TASK TO COMPLETE → Count every line in the entries below that contains the word "wicker", and give only that number.

(DATA FOR PROCESSING begins)

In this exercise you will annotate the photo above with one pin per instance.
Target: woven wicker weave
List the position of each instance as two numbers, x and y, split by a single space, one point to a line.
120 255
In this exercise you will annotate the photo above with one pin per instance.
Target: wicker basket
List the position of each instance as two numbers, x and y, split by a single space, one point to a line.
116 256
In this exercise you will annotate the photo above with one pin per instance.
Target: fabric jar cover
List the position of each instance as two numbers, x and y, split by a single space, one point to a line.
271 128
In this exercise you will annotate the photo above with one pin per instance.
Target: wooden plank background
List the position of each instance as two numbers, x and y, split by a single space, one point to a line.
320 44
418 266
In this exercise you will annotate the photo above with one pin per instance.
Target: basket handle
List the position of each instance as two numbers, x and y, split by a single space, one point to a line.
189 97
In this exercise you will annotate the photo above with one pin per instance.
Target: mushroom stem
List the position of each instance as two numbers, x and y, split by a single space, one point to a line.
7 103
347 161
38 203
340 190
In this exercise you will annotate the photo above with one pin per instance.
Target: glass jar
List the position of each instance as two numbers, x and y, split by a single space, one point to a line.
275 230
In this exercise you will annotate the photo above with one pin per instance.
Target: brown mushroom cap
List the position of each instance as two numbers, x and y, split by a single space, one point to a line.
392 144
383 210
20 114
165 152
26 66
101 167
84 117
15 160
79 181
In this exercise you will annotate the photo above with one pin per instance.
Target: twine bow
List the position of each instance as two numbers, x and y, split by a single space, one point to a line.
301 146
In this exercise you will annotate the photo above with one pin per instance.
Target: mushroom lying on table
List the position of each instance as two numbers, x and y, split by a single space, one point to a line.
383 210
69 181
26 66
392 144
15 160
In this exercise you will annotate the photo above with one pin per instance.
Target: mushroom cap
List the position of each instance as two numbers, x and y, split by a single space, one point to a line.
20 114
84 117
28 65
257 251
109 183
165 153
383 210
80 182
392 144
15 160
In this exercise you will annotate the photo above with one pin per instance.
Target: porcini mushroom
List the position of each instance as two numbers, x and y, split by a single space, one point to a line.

(DATA FOR PROCESSING ends)

ANSWER TO THE EXERCISE → 2